Top of DOCUMENT PASSAGE
# Keep Lucy-Lu in your prayers



## michellerobison (Dec 17, 2009)

Allie's Lucy-Lu is very sick and needs prayers. She's on an IV at hospital...please pray for her...rayer:

Lucy-Lu has Thrombocytopenia (ITP)


----------



## MalteseJane (Nov 21, 2004)

Each time I read of a little one needing prayers because they are sick it brakes my heart. I don't believe in prayers because it reminds me too much of religion that I don't agree with, but that does not mean I don't care. I hope little Lucy-lu will get better soon.


----------



## Snowbody (Jan 3, 2009)

Michelle - I'm so sorry to read this. Allie must be beside herself with Lucy sick again. I'm sending prayers and please let her know we're thinking about her. I hope that Lucy will be alright. :grouphug:


----------



## michellerobison (Dec 17, 2009)
Bottom of DOCUMENT PASSAGE
Top of EXTRACTED MATERIAL
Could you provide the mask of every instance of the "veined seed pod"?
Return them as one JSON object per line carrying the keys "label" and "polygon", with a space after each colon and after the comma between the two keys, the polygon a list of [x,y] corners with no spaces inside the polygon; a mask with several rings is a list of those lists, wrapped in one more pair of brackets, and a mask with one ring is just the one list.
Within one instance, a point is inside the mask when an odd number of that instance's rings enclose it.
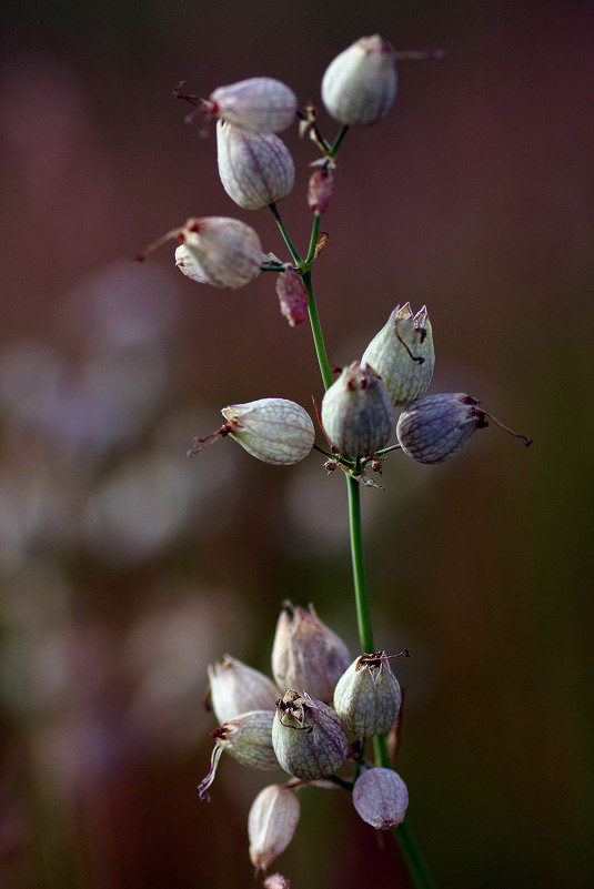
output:
{"label": "veined seed pod", "polygon": [[254,867],[266,870],[286,849],[299,815],[299,800],[293,790],[273,784],[258,794],[248,815],[250,860]]}
{"label": "veined seed pod", "polygon": [[445,463],[464,448],[476,430],[489,423],[481,402],[463,392],[426,395],[399,417],[396,437],[417,463]]}
{"label": "veined seed pod", "polygon": [[368,825],[377,830],[392,830],[404,820],[409,791],[392,769],[370,768],[355,781],[353,806]]}
{"label": "veined seed pod", "polygon": [[208,800],[208,789],[214,780],[217,767],[223,750],[233,759],[252,769],[276,769],[279,761],[272,746],[271,726],[274,711],[250,710],[224,723],[214,731],[215,745],[211,756],[211,767],[207,777],[198,786],[200,799]]}
{"label": "veined seed pod", "polygon": [[350,663],[345,644],[320,620],[313,605],[308,612],[284,604],[272,646],[272,675],[279,688],[309,688],[314,698],[329,704]]}
{"label": "veined seed pod", "polygon": [[390,731],[401,700],[400,685],[385,651],[358,657],[334,689],[334,709],[343,726],[361,737]]}
{"label": "veined seed pod", "polygon": [[221,663],[209,664],[210,701],[219,723],[235,719],[248,710],[274,710],[279,693],[274,683],[260,670],[225,655]]}
{"label": "veined seed pod", "polygon": [[380,374],[394,406],[410,404],[424,395],[435,366],[426,307],[413,314],[410,303],[396,306],[363,352],[361,365]]}
{"label": "veined seed pod", "polygon": [[331,117],[349,127],[384,118],[396,95],[396,55],[379,34],[362,37],[329,64],[322,101]]}
{"label": "veined seed pod", "polygon": [[262,245],[244,222],[226,216],[189,219],[180,238],[207,282],[215,287],[242,287],[260,274]]}
{"label": "veined seed pod", "polygon": [[283,769],[304,781],[333,775],[349,752],[346,734],[332,707],[294,689],[276,705],[272,745]]}
{"label": "veined seed pod", "polygon": [[288,269],[276,276],[276,295],[281,313],[291,327],[308,317],[309,297],[303,279],[298,272]]}
{"label": "veined seed pod", "polygon": [[244,210],[261,210],[282,201],[293,189],[295,164],[274,133],[254,132],[220,120],[217,158],[223,189]]}
{"label": "veined seed pod", "polygon": [[387,390],[372,367],[358,361],[344,367],[322,400],[325,434],[341,454],[369,457],[387,444],[393,407]]}
{"label": "veined seed pod", "polygon": [[246,130],[280,133],[295,120],[298,100],[293,90],[274,78],[249,78],[210,94],[208,111]]}

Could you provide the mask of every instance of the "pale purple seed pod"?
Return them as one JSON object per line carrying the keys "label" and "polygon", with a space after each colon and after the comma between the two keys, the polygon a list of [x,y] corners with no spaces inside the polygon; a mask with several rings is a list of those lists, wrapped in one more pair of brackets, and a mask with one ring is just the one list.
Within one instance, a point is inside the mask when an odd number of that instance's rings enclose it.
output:
{"label": "pale purple seed pod", "polygon": [[346,733],[332,707],[294,689],[276,705],[272,745],[283,769],[304,781],[333,775],[349,752]]}
{"label": "pale purple seed pod", "polygon": [[279,688],[308,688],[312,697],[329,704],[351,659],[346,645],[320,620],[313,605],[305,610],[285,603],[272,646],[272,675]]}
{"label": "pale purple seed pod", "polygon": [[399,417],[396,437],[417,463],[445,463],[464,448],[476,430],[489,424],[480,401],[463,392],[425,395]]}
{"label": "pale purple seed pod", "polygon": [[248,815],[252,865],[266,870],[284,852],[295,832],[300,806],[293,790],[273,784],[255,797]]}
{"label": "pale purple seed pod", "polygon": [[288,269],[276,277],[276,294],[281,313],[291,327],[308,317],[309,296],[303,279],[298,272]]}
{"label": "pale purple seed pod", "polygon": [[368,825],[377,830],[392,830],[404,821],[409,791],[392,769],[370,768],[355,781],[353,805]]}
{"label": "pale purple seed pod", "polygon": [[358,657],[334,689],[334,709],[343,726],[364,738],[390,731],[401,701],[400,685],[385,651]]}
{"label": "pale purple seed pod", "polygon": [[298,99],[293,90],[274,78],[249,78],[210,94],[209,112],[238,127],[259,133],[280,133],[295,120]]}
{"label": "pale purple seed pod", "polygon": [[215,745],[211,756],[211,767],[207,777],[199,784],[200,799],[209,800],[207,792],[217,775],[217,767],[223,751],[228,752],[242,766],[252,769],[279,768],[279,761],[272,746],[272,723],[274,711],[250,710],[234,719],[223,723],[211,731]]}
{"label": "pale purple seed pod", "polygon": [[396,95],[396,54],[379,34],[362,37],[329,64],[322,101],[329,114],[349,127],[384,118]]}
{"label": "pale purple seed pod", "polygon": [[390,394],[373,367],[358,361],[344,367],[322,398],[324,432],[341,454],[369,457],[387,444],[392,434]]}
{"label": "pale purple seed pod", "polygon": [[330,170],[316,170],[308,185],[308,205],[314,213],[325,213],[334,191],[334,176]]}
{"label": "pale purple seed pod", "polygon": [[288,398],[259,398],[221,411],[226,432],[249,454],[274,466],[291,466],[308,456],[315,432],[308,412]]}
{"label": "pale purple seed pod", "polygon": [[215,287],[242,287],[260,274],[262,245],[244,222],[228,216],[189,219],[180,238],[207,283]]}
{"label": "pale purple seed pod", "polygon": [[424,395],[435,367],[426,306],[413,314],[410,303],[397,305],[363,352],[361,365],[380,374],[394,406],[411,404]]}
{"label": "pale purple seed pod", "polygon": [[258,133],[220,120],[217,159],[223,189],[244,210],[282,201],[293,189],[293,158],[274,133]]}
{"label": "pale purple seed pod", "polygon": [[209,664],[210,703],[220,724],[235,719],[248,710],[274,710],[279,691],[260,670],[225,655],[222,661]]}

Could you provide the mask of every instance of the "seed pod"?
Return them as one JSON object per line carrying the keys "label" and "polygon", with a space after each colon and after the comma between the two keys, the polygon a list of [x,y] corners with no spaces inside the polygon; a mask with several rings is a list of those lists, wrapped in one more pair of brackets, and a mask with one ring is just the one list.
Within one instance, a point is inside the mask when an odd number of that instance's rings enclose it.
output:
{"label": "seed pod", "polygon": [[274,710],[279,693],[263,673],[234,657],[209,664],[210,701],[219,723],[235,719],[248,710]]}
{"label": "seed pod", "polygon": [[208,284],[209,279],[204,274],[198,261],[192,256],[185,244],[180,244],[175,249],[175,265],[187,277],[198,281],[199,284]]}
{"label": "seed pod", "polygon": [[281,272],[276,277],[276,294],[281,304],[281,313],[291,327],[301,324],[308,317],[308,291],[303,279],[292,269]]}
{"label": "seed pod", "polygon": [[330,170],[316,170],[308,186],[308,205],[314,213],[325,213],[334,191],[334,176]]}
{"label": "seed pod", "polygon": [[480,401],[462,392],[426,395],[399,417],[396,437],[417,463],[445,463],[467,445],[476,430],[489,425]]}
{"label": "seed pod", "polygon": [[322,400],[325,434],[351,457],[369,457],[387,443],[393,413],[383,381],[358,361],[344,367]]}
{"label": "seed pod", "polygon": [[377,830],[392,830],[404,820],[409,791],[392,769],[370,768],[355,781],[353,805],[368,825]]}
{"label": "seed pod", "polygon": [[209,284],[241,287],[260,274],[262,245],[255,231],[236,219],[189,219],[180,238]]}
{"label": "seed pod", "polygon": [[295,164],[274,133],[253,132],[220,120],[217,158],[223,189],[244,210],[282,201],[293,189]]}
{"label": "seed pod", "polygon": [[199,784],[200,799],[209,800],[208,789],[217,775],[217,767],[223,750],[233,759],[252,769],[276,769],[279,761],[272,747],[271,725],[274,711],[250,710],[230,719],[214,731],[215,745],[211,756],[211,767],[207,777]]}
{"label": "seed pod", "polygon": [[295,120],[293,90],[274,78],[250,78],[219,87],[210,94],[208,111],[246,130],[280,133]]}
{"label": "seed pod", "polygon": [[349,127],[376,123],[396,95],[396,55],[379,34],[362,37],[329,64],[322,101],[334,120]]}
{"label": "seed pod", "polygon": [[390,731],[401,700],[385,651],[358,657],[334,689],[334,709],[343,726],[364,738]]}
{"label": "seed pod", "polygon": [[435,366],[433,331],[427,310],[413,315],[410,303],[397,305],[361,358],[380,374],[394,406],[416,401],[429,388]]}
{"label": "seed pod", "polygon": [[299,815],[299,800],[286,787],[273,784],[258,794],[248,815],[250,859],[254,867],[266,870],[286,849]]}
{"label": "seed pod", "polygon": [[279,688],[309,688],[328,704],[350,663],[345,644],[320,620],[313,605],[306,612],[285,603],[272,646],[272,675]]}
{"label": "seed pod", "polygon": [[221,411],[228,434],[249,454],[275,466],[291,466],[308,456],[315,433],[308,412],[288,398],[260,398]]}
{"label": "seed pod", "polygon": [[333,775],[349,752],[346,734],[332,707],[293,689],[276,705],[272,745],[283,769],[304,781]]}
Bottom of EXTRACTED MATERIAL
◆ DESCRIPTION OF THE TASK:
What condition does Lucy-Lu have, according to the forum thread?

◆ ANSWER:
Thrombocytopenia (ITP)